TASK PROMPT. From the data below, retype exactly the lines starting with the one that contains "Category: stone archway" and ending with the one that contains "Category: arched window", both included.

----

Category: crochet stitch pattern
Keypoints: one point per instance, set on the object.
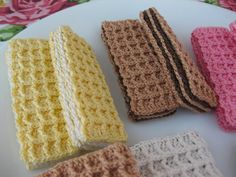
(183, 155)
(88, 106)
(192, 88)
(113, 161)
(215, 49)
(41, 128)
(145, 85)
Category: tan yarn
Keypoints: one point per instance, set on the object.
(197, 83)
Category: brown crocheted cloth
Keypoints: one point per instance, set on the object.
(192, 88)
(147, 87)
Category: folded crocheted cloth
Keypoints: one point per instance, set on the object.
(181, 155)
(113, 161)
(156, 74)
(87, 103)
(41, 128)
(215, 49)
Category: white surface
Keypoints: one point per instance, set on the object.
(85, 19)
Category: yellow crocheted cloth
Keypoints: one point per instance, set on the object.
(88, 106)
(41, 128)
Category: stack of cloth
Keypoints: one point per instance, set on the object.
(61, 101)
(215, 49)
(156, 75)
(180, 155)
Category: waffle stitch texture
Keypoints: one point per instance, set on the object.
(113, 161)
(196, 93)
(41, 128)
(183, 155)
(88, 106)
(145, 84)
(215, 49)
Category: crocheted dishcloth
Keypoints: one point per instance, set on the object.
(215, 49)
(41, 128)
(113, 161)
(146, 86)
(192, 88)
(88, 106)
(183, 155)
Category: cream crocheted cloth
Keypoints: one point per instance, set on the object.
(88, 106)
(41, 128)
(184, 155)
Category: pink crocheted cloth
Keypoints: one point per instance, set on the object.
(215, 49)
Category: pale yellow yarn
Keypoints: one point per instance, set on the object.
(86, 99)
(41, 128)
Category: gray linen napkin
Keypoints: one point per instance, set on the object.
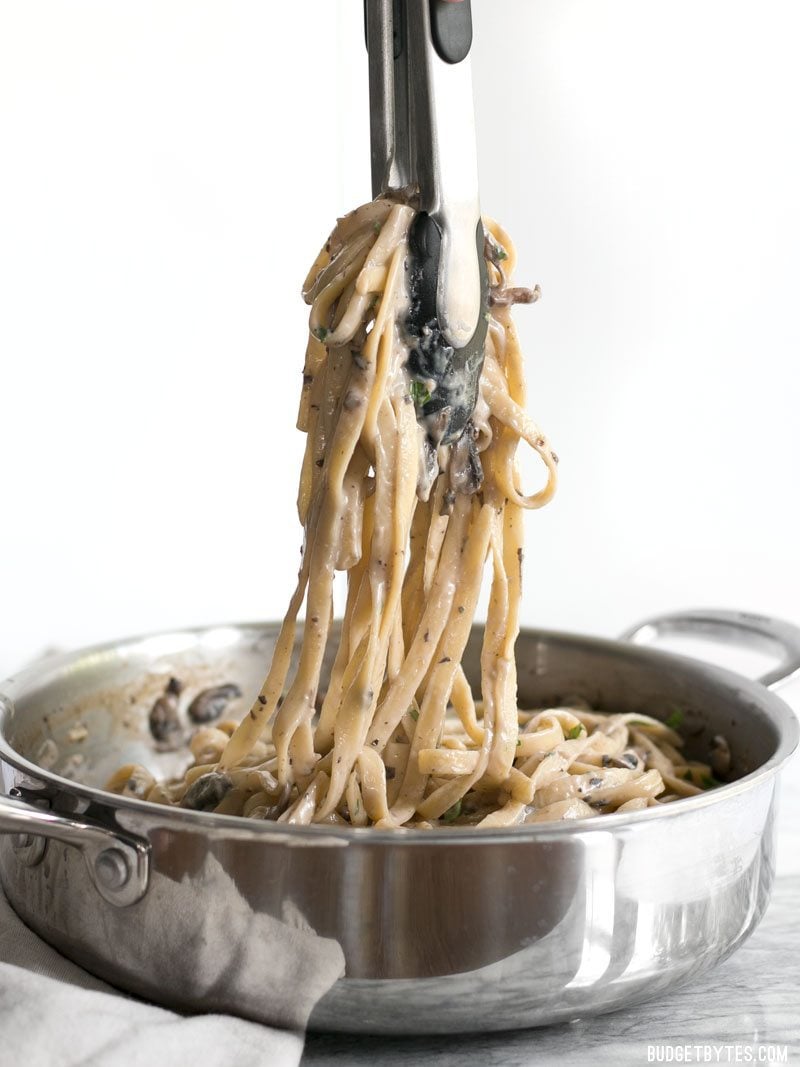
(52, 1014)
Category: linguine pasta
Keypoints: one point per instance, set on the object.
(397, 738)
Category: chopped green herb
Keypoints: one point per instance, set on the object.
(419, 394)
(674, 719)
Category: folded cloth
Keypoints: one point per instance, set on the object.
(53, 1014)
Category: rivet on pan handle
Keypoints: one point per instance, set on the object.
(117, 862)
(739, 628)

----

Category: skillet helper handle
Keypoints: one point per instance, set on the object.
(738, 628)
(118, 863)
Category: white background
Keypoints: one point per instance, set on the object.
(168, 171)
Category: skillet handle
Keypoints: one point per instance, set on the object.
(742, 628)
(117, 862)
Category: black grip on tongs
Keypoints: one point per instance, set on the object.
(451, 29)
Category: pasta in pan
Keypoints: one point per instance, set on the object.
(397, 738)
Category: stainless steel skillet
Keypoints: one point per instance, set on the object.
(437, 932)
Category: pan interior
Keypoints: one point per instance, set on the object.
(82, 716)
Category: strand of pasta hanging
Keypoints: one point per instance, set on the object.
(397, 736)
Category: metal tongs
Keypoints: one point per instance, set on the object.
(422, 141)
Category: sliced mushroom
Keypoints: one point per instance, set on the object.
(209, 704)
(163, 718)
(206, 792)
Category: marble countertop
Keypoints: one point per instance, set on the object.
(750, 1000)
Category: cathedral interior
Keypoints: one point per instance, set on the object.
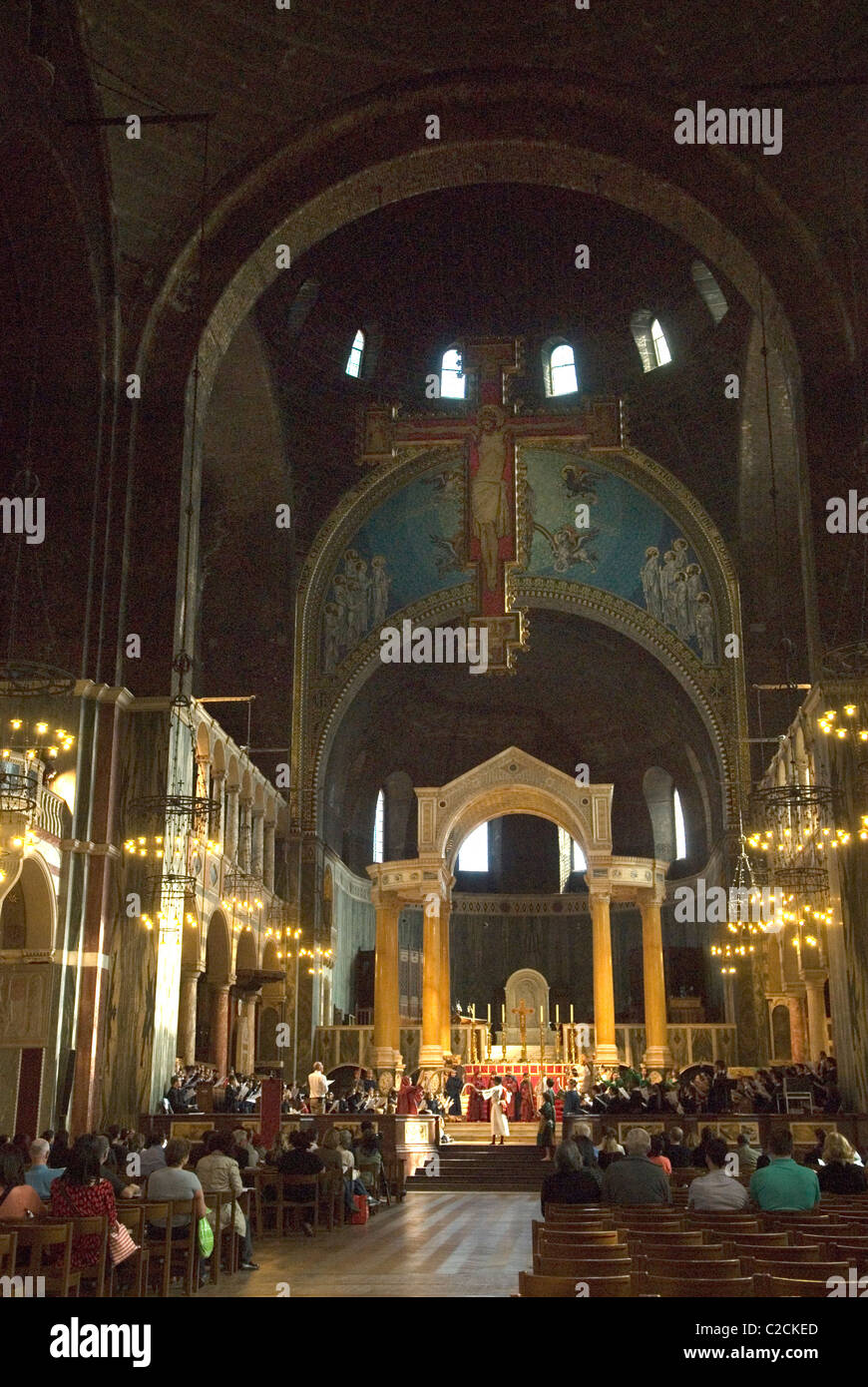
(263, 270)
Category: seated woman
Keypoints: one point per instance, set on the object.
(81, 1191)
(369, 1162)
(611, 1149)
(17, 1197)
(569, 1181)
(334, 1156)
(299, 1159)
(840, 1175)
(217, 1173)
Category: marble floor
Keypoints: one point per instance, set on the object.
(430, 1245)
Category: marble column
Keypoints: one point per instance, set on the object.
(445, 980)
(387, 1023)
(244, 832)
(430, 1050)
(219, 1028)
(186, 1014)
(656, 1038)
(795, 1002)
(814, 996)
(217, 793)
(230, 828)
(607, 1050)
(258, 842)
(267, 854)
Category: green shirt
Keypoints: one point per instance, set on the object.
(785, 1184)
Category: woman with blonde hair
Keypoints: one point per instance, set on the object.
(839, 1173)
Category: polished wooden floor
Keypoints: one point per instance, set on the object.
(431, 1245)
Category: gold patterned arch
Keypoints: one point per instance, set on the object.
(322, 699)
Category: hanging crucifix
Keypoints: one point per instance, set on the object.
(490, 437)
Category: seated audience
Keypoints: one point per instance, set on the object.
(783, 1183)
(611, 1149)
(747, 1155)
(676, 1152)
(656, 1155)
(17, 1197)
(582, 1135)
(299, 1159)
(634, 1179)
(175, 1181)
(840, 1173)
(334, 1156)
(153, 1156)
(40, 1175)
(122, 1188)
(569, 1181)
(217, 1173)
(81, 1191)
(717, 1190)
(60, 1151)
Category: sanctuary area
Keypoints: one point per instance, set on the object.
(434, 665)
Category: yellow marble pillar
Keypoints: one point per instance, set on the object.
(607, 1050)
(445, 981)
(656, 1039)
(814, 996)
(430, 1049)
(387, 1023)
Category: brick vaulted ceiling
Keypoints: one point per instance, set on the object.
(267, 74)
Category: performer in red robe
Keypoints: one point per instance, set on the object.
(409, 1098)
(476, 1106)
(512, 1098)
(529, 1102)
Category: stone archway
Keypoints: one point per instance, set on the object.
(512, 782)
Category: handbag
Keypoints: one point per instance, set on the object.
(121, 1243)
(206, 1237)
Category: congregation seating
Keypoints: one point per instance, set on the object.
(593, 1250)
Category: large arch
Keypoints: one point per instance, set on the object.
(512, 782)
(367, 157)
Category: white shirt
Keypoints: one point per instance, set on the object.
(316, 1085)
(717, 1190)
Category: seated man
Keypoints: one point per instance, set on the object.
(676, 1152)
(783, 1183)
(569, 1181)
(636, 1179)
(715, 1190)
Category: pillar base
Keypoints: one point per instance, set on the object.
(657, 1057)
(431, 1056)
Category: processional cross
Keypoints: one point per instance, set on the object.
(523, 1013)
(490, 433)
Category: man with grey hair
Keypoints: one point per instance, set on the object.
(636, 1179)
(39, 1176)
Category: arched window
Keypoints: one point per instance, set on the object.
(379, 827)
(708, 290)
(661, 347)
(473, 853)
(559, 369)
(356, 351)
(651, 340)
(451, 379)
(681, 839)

----

PROBLEM SOLUTION.
Category: stone archway
Keypoints: one point per instance, set on the object.
(512, 782)
Category: handbag
Keypoints: one point per instance, set on the object.
(121, 1243)
(206, 1237)
Category: congregation seating
Keypoints: one point per instance, set on the object.
(593, 1250)
Category: large arch
Keypoints: one point per instance, set on the object.
(512, 782)
(367, 157)
Category: white shirt
Keypoints: one point per instance, set on the object.
(316, 1085)
(717, 1190)
Category: seated man
Keypoints: one point per instance, set on the object.
(676, 1152)
(783, 1183)
(569, 1181)
(636, 1179)
(715, 1190)
Category: pillar base
Keypoints: one point per instance, set on the object.
(657, 1057)
(431, 1056)
Category: processional cross
Keypoints: one point per instance, set on the object.
(523, 1013)
(490, 433)
Category: man with grey hair
Keypoints: one point per instance, set on the object.
(636, 1179)
(39, 1176)
Category: arched window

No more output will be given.